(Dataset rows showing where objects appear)
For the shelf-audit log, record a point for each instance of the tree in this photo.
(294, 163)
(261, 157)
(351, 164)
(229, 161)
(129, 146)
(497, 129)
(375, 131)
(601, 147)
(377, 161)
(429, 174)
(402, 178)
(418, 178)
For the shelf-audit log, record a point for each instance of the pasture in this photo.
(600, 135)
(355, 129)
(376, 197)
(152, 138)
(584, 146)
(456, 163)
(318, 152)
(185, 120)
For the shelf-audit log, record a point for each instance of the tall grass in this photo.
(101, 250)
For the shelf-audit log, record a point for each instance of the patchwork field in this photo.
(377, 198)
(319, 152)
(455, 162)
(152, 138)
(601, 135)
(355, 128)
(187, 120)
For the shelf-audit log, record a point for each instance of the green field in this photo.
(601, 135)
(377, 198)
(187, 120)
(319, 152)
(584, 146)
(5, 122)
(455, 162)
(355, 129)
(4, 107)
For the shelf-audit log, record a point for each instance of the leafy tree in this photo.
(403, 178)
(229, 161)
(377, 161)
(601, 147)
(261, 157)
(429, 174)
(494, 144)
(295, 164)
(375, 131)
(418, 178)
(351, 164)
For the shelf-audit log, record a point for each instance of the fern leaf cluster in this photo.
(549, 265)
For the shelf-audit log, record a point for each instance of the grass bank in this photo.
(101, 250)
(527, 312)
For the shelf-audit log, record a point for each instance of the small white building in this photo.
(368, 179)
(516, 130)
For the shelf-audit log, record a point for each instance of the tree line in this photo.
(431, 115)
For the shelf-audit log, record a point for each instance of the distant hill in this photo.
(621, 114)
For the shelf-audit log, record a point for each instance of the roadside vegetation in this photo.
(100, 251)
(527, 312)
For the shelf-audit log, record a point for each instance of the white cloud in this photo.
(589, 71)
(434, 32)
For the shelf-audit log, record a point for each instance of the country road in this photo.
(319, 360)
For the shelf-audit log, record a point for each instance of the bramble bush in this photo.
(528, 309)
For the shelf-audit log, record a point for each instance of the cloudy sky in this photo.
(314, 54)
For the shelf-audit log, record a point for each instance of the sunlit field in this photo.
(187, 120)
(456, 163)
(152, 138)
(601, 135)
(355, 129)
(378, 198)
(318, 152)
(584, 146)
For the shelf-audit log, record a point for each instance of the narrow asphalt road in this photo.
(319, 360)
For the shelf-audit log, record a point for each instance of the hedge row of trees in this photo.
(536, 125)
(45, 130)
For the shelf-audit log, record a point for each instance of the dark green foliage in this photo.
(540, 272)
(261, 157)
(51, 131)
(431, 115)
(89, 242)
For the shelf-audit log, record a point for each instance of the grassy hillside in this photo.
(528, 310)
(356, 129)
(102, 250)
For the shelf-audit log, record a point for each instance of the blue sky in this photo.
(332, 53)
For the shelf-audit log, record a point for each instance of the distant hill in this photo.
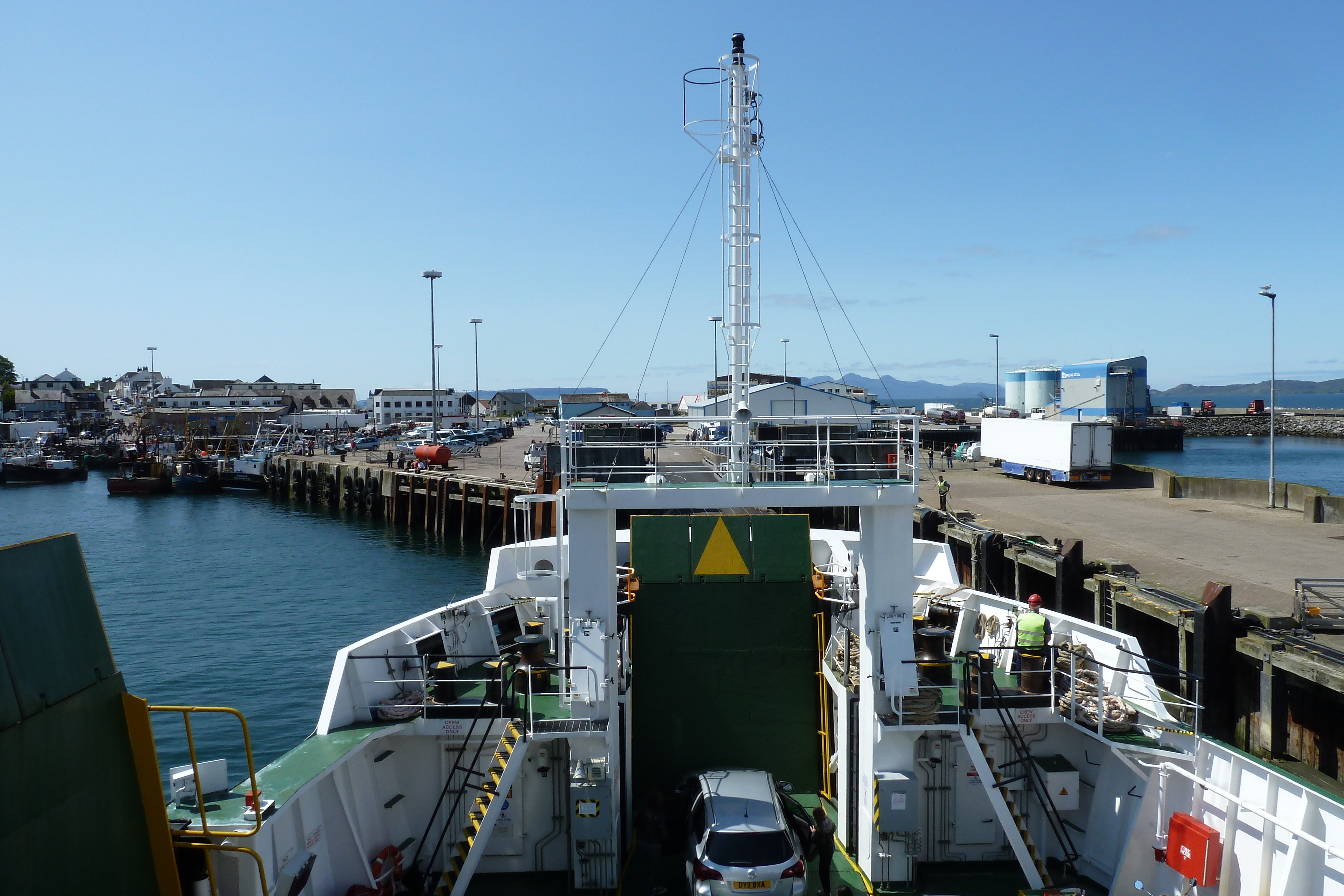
(1282, 387)
(542, 391)
(912, 390)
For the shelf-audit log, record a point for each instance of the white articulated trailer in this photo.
(1049, 451)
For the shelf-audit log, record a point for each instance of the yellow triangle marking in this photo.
(721, 555)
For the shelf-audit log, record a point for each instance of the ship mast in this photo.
(740, 144)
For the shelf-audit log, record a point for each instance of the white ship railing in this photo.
(814, 451)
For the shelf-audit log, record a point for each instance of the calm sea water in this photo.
(239, 600)
(1326, 399)
(1296, 460)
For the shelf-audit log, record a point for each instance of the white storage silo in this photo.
(1015, 391)
(1041, 387)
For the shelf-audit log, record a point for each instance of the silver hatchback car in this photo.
(740, 840)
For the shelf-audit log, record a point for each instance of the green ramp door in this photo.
(725, 649)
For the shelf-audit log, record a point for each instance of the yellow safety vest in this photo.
(1032, 631)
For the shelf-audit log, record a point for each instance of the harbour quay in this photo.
(475, 504)
(1291, 424)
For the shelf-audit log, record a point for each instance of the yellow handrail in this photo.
(826, 707)
(210, 866)
(196, 769)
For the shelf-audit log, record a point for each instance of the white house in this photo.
(788, 399)
(687, 401)
(843, 389)
(396, 405)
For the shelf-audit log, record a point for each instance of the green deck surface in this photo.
(67, 753)
(283, 778)
(730, 620)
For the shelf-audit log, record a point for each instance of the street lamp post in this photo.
(1268, 293)
(995, 336)
(433, 352)
(151, 350)
(439, 366)
(716, 320)
(476, 340)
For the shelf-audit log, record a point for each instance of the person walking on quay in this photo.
(825, 844)
(1034, 633)
(651, 831)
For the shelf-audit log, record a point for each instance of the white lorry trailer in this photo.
(1049, 451)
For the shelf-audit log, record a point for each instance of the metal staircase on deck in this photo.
(1002, 799)
(1006, 808)
(489, 804)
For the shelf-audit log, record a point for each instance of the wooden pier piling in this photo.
(440, 502)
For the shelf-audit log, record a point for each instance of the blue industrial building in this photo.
(1116, 389)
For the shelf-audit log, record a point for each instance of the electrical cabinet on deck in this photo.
(898, 803)
(593, 827)
(592, 811)
(1061, 782)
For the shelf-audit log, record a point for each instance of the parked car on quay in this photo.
(408, 448)
(744, 834)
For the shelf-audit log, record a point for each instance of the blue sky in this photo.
(256, 188)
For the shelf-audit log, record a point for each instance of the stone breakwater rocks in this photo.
(1312, 426)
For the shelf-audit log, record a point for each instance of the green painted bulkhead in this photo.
(724, 647)
(80, 811)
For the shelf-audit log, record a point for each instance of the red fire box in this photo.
(1194, 850)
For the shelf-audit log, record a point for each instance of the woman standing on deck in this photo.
(825, 844)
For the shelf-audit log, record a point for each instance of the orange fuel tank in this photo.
(440, 455)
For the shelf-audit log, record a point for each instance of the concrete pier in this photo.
(467, 504)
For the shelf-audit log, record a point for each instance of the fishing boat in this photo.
(42, 469)
(196, 476)
(140, 476)
(249, 472)
(686, 632)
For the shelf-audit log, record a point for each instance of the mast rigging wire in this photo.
(802, 270)
(675, 279)
(612, 330)
(822, 270)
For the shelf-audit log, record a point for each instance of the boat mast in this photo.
(739, 145)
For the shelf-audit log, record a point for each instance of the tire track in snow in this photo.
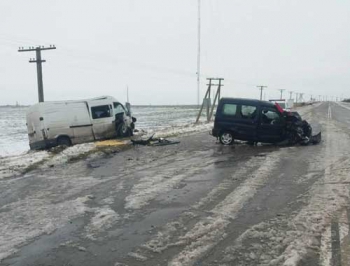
(208, 232)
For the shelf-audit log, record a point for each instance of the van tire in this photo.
(226, 138)
(124, 131)
(64, 141)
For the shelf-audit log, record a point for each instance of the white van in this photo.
(71, 122)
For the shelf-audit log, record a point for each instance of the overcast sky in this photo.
(151, 47)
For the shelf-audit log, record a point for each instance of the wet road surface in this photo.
(196, 203)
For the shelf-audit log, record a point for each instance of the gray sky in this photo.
(151, 46)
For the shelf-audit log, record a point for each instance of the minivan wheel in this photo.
(64, 141)
(226, 138)
(124, 131)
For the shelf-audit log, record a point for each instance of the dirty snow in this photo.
(208, 232)
(31, 217)
(103, 219)
(154, 184)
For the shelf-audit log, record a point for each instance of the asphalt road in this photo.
(195, 203)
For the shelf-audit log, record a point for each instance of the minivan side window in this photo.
(248, 112)
(229, 109)
(270, 116)
(118, 108)
(100, 111)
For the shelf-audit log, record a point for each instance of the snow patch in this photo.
(103, 219)
(30, 218)
(208, 232)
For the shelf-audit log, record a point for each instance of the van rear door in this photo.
(239, 119)
(271, 125)
(102, 121)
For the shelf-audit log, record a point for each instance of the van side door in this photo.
(271, 125)
(246, 122)
(102, 121)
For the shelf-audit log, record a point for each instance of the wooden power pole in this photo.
(207, 100)
(39, 69)
(261, 88)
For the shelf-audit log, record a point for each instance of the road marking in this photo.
(336, 251)
(329, 116)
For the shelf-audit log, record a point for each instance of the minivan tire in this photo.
(226, 138)
(64, 141)
(124, 131)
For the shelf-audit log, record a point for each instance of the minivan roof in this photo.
(246, 101)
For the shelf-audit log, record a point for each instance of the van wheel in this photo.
(124, 131)
(64, 141)
(226, 138)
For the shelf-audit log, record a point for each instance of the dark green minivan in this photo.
(249, 120)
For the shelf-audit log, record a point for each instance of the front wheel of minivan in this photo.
(226, 138)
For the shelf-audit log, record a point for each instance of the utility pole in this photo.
(281, 90)
(127, 93)
(199, 51)
(261, 88)
(39, 69)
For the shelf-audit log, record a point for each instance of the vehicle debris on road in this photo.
(151, 141)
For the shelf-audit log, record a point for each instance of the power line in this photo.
(38, 62)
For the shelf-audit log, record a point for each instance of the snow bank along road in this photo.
(196, 203)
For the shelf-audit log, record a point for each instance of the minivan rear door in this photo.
(271, 125)
(102, 121)
(241, 120)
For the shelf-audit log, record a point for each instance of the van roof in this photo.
(247, 101)
(79, 101)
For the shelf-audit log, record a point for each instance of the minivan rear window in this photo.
(101, 111)
(248, 111)
(229, 109)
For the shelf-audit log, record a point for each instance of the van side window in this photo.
(248, 112)
(118, 108)
(270, 116)
(229, 109)
(101, 111)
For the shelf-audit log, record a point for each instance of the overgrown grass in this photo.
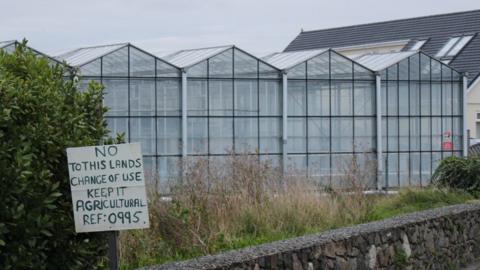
(243, 202)
(410, 200)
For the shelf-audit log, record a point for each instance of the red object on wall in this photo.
(447, 146)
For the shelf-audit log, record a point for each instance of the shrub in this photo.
(459, 173)
(411, 200)
(41, 114)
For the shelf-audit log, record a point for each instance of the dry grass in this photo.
(242, 201)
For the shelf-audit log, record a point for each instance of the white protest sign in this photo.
(108, 187)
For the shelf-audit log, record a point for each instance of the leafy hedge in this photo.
(41, 114)
(459, 173)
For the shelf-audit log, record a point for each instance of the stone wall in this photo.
(442, 238)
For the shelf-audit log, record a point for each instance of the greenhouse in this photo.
(308, 112)
(422, 112)
(330, 112)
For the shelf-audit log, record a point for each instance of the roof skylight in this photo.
(453, 46)
(418, 45)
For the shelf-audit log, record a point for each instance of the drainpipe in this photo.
(378, 102)
(285, 122)
(184, 114)
(464, 116)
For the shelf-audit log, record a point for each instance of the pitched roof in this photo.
(81, 56)
(6, 43)
(381, 61)
(286, 60)
(437, 29)
(188, 58)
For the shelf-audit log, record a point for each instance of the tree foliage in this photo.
(41, 114)
(459, 173)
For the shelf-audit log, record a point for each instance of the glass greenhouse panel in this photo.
(199, 70)
(318, 67)
(197, 97)
(246, 66)
(115, 64)
(246, 97)
(297, 135)
(246, 135)
(220, 93)
(318, 135)
(116, 97)
(221, 135)
(142, 97)
(297, 98)
(341, 67)
(169, 97)
(197, 135)
(270, 98)
(221, 66)
(142, 130)
(91, 69)
(267, 72)
(318, 97)
(166, 70)
(117, 125)
(141, 64)
(270, 135)
(169, 136)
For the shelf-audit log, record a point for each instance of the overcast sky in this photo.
(258, 26)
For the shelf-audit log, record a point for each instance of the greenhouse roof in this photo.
(286, 60)
(378, 62)
(81, 56)
(188, 58)
(6, 43)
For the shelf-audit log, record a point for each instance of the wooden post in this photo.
(113, 251)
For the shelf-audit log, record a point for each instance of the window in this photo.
(453, 46)
(417, 45)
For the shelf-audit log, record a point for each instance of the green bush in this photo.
(41, 114)
(459, 173)
(412, 200)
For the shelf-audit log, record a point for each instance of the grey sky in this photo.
(260, 26)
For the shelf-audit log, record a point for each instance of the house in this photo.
(452, 38)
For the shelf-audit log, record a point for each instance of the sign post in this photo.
(108, 191)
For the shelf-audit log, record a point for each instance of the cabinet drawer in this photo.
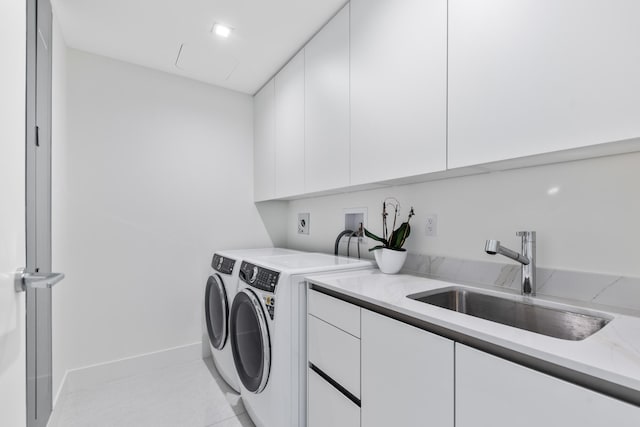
(332, 310)
(328, 407)
(336, 353)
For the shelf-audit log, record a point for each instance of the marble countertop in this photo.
(611, 354)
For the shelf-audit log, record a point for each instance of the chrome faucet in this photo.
(527, 259)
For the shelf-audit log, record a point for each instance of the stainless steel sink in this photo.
(553, 322)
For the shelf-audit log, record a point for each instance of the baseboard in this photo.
(95, 375)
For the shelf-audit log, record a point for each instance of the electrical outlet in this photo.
(431, 228)
(303, 223)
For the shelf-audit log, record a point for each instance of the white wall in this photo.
(158, 175)
(59, 199)
(12, 236)
(590, 225)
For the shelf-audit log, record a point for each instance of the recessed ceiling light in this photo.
(553, 191)
(221, 30)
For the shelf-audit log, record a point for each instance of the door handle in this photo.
(36, 280)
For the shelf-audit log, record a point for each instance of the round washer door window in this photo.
(250, 341)
(216, 308)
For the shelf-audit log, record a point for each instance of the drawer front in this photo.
(336, 353)
(328, 407)
(332, 310)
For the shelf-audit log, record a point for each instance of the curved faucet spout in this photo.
(493, 247)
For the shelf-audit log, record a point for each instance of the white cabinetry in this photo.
(493, 392)
(537, 76)
(328, 407)
(335, 354)
(264, 149)
(398, 88)
(327, 106)
(289, 101)
(407, 375)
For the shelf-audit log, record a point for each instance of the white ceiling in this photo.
(153, 32)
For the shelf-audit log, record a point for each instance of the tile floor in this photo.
(184, 395)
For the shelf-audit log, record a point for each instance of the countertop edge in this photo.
(589, 381)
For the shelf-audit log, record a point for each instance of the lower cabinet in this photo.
(328, 406)
(407, 374)
(369, 370)
(493, 392)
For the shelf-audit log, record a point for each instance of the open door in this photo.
(38, 278)
(12, 212)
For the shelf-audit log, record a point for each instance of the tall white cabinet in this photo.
(398, 88)
(289, 128)
(264, 143)
(493, 392)
(327, 106)
(536, 76)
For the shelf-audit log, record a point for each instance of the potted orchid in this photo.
(390, 255)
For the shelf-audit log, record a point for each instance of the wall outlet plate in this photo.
(303, 223)
(431, 228)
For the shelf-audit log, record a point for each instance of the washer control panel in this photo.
(222, 264)
(259, 277)
(270, 303)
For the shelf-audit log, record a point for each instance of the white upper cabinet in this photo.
(327, 106)
(398, 88)
(289, 100)
(537, 76)
(264, 149)
(407, 375)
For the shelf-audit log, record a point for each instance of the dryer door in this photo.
(250, 341)
(216, 308)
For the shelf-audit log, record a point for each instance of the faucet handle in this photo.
(529, 235)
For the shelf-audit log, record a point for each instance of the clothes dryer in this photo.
(268, 333)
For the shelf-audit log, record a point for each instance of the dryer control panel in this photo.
(259, 277)
(222, 264)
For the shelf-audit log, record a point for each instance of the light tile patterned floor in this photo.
(184, 395)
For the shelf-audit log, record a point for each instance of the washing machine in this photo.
(219, 293)
(268, 333)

What this task involves:
Reproduce the lines from the rows above word for word. Begin at the line that contains "water in this photo." and stop after the line that contains "(1041, 387)".

Correct result:
For the shelf-audit log, record a point for each instance of the calm sea water in this photo.
(239, 600)
(1326, 399)
(1296, 460)
For the shelf-audit log, record a point for each instance of the white storage silo in this photo.
(1015, 391)
(1041, 387)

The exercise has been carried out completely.